**PASSAGE SHOWN**
The battle over oil pollution in Nigeria epitomises the United Nations Environment Programme’s ambitions to solve the world’s problems with limited resources. But is it stretched too far?

It is one of the largest and most complex missions ever undertaken by the United Nations Environment Programme. By some estimates, 9bn barrels of oil have spilled into the Niger delta over the past 50 years – an unprecedented and still ongoing poisoning of aquaculture and agricultural lands equal to one Exxon Valdez disaster every year.

Observers say the contamination is largely the result of an old and badly maintained pipeline infrastructure constructed between the 1960s and early 1980s. Accounting for 62% of all production, such pipelines have an estimated lifespan of about 15 years, so have been susceptible to rupturing and leaking since about 1990.

Shell, the biggest operator in Nigeria, would be the prime candidate for the lion’s share of any forthcoming remediation, but only if an independent body could come in to objectively map the location, nature and extent of oil contamination in the region.

An agreeable remediation plan could then conceivably follow, said UNEP officials back in October 2009, when after two years of negotiation, a 100-person UN team, led by environmental emergency expert Mike Cowing, set up shop in the regional capital of Port Harcourt.

To date, investigators have collected more than 1,200 samples and established roughly 300 spill sites in the Ongoniland region of the Niger delta, a politically volatile territory whose popular environmental justice movement has faced down government repression going back to the early 1990s.

In a region dominated by suspicion and exclusion, if UNEP personnel can be seen to have built trust among local Ongoni communities, then a roadmap for broader environmental assessment reporting could conceivably be applied elsewhere in the delta.

But while UNEP has garnered support from the Ongoni community, it has also lost support among some Nigerians and environmental groups who allege that Shell’s $10m funding of the three-year mission will bias the report in the company’s favour.

Shell sees things differently, arguing that other parties were also involved in funding UNEP’s research. Responding to Ethical Corporation, the company says: “The federal government of Nigeria invited UNEP to carry out the assessment and requested the Shell Petroleum and Development Company joint venture (SPDC) to carry the costs for it. The SPDC-operated joint venture is 55% government-owned and is the lease holder for the relevant area, so it was the logical source of funding. Shell has a 30% interest in the joint venture. The partners all contribute to the funding proportionately to their share – thus Shell contributes 30% and the government 55%. It is a misconception therefore that UNEP’s assessment is funded entirely by Shell.”

Fears realised?

However, the locals’ fears seemed to be borne out in August when, in a press conference, Mike Cowing attributed 90% of the contamination to oil theft known as “bunkering”. UNEP quickly distanced itself from the statement, but the misstep nevertheless reflects the pressures placed upon an intergovernmental organisation which, on the one hand, is charged with coordinating environmental action across the world and on the other reports to member governments whose voluntary contributions comprise the agency’s paltry $200m annual budget.

**DATASET ROWS**
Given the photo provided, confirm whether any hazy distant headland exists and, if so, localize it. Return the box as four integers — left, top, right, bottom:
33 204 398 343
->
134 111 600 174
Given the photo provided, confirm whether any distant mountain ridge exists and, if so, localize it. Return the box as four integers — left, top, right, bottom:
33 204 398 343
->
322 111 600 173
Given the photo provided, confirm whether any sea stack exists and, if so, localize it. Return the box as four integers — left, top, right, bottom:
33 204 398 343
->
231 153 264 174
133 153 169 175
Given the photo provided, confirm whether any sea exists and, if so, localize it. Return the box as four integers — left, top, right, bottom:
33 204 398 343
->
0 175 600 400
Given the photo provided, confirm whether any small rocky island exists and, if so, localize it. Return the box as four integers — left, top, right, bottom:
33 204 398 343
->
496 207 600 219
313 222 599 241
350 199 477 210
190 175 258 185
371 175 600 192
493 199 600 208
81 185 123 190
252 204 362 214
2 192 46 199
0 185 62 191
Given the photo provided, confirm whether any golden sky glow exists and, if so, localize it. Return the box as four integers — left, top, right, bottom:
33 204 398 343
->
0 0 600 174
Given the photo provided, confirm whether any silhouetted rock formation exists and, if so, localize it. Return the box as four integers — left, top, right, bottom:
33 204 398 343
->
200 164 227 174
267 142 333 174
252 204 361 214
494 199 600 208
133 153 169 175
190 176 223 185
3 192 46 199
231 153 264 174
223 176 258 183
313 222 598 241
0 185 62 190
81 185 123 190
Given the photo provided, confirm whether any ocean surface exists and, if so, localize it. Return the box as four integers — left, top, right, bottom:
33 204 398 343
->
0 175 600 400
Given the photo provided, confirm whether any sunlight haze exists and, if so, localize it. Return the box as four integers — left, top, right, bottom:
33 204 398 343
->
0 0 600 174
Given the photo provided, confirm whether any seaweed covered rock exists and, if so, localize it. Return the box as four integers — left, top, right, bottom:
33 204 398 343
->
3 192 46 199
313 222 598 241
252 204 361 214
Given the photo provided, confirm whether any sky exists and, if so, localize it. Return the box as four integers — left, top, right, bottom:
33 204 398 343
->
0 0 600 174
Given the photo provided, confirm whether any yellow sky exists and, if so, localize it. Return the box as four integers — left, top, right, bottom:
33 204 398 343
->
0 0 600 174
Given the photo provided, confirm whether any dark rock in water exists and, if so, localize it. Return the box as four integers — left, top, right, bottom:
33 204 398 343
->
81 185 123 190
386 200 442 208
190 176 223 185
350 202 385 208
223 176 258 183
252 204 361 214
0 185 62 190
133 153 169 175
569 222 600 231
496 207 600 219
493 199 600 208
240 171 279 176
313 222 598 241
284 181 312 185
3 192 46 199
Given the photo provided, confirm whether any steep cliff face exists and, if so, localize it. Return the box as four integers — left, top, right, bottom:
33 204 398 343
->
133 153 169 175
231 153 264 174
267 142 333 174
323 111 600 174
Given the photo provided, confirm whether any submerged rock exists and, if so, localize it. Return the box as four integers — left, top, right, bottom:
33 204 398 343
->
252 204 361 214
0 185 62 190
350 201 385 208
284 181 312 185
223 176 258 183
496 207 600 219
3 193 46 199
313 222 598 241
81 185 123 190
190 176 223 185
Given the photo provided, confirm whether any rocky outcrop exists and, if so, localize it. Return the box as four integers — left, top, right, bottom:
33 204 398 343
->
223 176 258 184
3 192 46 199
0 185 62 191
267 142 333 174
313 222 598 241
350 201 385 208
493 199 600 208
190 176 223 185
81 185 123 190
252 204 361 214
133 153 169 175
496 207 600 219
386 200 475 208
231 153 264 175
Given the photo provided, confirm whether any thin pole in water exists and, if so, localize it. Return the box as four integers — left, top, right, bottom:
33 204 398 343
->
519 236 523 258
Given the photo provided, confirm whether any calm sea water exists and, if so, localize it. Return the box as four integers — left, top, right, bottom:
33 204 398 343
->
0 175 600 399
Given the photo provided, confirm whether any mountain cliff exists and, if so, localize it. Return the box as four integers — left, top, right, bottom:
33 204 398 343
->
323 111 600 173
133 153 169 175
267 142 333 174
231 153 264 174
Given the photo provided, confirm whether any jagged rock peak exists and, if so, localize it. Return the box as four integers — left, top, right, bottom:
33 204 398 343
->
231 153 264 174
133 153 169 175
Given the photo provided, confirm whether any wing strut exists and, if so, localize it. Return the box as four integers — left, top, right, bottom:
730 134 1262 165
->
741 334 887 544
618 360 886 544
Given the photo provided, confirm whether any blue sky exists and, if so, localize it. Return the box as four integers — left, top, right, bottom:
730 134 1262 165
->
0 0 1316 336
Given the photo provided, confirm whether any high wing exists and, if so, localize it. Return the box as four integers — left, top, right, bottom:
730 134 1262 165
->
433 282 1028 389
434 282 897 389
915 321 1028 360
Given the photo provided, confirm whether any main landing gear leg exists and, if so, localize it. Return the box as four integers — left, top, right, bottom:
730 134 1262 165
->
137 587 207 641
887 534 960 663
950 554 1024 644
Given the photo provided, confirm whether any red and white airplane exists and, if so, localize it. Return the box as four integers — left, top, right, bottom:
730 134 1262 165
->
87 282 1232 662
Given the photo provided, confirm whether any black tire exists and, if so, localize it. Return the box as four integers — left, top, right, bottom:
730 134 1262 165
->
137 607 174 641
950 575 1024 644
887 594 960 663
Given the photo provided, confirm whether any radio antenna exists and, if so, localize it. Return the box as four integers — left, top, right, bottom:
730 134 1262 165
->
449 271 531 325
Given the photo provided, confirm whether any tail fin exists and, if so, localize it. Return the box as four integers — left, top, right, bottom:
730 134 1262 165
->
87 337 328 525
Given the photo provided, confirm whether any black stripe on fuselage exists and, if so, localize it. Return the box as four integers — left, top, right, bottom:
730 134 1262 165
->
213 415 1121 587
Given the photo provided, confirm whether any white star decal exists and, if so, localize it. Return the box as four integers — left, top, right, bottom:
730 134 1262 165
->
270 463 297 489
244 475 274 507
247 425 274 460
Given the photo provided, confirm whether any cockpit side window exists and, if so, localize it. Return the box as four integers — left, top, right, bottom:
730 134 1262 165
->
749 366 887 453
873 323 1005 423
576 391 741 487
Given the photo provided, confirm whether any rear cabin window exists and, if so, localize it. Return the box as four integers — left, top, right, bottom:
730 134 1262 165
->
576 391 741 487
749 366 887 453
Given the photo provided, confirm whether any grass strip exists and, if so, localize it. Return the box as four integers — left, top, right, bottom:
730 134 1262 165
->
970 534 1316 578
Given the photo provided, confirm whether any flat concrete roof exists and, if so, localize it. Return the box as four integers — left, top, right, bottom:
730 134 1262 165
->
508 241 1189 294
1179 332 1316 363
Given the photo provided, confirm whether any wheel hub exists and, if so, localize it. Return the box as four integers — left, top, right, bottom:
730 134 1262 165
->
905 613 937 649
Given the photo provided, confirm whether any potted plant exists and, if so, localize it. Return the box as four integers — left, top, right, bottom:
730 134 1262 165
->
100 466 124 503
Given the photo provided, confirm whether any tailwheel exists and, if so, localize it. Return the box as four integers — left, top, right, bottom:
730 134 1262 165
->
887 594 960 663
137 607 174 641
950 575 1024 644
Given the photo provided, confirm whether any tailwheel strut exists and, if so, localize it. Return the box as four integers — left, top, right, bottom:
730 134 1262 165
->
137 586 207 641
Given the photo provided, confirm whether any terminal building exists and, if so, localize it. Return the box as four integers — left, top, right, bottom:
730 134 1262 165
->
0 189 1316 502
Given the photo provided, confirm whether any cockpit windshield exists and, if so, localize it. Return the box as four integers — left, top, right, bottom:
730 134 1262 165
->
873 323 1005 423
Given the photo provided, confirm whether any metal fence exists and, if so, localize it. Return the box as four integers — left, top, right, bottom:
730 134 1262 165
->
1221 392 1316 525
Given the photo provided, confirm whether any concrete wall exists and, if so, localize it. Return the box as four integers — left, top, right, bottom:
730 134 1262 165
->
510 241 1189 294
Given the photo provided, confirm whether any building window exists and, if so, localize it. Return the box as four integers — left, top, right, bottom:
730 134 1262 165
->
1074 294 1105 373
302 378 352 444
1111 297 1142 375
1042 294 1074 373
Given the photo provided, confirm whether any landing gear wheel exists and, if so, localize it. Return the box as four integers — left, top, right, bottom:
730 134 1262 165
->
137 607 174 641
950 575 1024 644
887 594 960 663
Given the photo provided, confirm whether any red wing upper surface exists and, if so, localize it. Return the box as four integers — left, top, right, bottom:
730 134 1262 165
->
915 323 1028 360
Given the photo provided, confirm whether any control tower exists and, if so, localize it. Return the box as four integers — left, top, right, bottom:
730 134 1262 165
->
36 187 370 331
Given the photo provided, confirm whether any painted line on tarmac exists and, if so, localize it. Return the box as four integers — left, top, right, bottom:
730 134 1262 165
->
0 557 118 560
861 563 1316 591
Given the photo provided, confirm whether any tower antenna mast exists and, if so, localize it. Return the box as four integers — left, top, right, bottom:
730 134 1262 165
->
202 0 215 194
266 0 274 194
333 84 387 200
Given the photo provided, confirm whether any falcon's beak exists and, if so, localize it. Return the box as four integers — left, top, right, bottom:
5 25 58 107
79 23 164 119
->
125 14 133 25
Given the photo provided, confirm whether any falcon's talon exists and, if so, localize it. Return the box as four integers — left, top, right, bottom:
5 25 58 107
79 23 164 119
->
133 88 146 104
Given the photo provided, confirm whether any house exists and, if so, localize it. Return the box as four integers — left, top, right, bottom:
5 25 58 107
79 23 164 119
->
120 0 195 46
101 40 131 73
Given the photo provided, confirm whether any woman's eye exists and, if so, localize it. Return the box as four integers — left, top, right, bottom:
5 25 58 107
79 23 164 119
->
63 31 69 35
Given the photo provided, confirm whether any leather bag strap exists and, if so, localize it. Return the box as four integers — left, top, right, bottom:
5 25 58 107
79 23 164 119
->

**DIRECTIVE 1**
In the article on oil pollution in the Niger delta, what share of the contamination did Mike Cowing attribute to oil theft at the August press conference?
**DIRECTIVE 2**
Render this sentence from the article on oil pollution in the Niger delta into French: "Observers say the contamination is largely the result of an old and badly maintained pipeline infrastructure constructed between the 1960s and early 1980s."
**DIRECTIVE 3**
Extend the article on oil pollution in the Niger delta, beginning after its final sentence.

**RIGHT ANSWER 1**
He attributed 90% of the contamination to oil theft, known as "bunkering."

**RIGHT ANSWER 2**
Les observateurs affirment que la contamination résulte en grande partie d'une infrastructure d'oléoducs ancienne et mal entretenue, construite entre les années 1960 et le début des années 1980.

**RIGHT ANSWER 3**
“We have an environmental organisation whose mandate is to be the environmental conscience of the world,” says Dr Maria Ivanova, director of the Global Environmental Governance Project and an academic at the University of Massachusetts. “At the same time we’re not seeing the kind of push or criticism that one might expect … in the face of glaring environmental problems.”

Observers say member governments are increasingly requesting UNEP involvement in capacity-building projects for which the agency lacks adequate human and financial resources. It creates a potential for bias that risks not only the credibility of the Nigerian mission, but also the effectiveness of the UN agency to act in furtherance of its overall mission.

And, say critics of the Nigerian mission, it legitimately raises the question: is UNEP for sale?

Responsibilities and risks

It’s a misguided and uninformed charge, says Achim Steiner, UNEP’s executive director, speaking to Ethical Corporation from the agency’s headquarters in Nairobi. “Yes, I take responsibility for taking a calculated risk,” Steiner says, “because I think it is a scandal that the world keeps on writing stories of tragedy about what’s happening there – and no action is ever taken.”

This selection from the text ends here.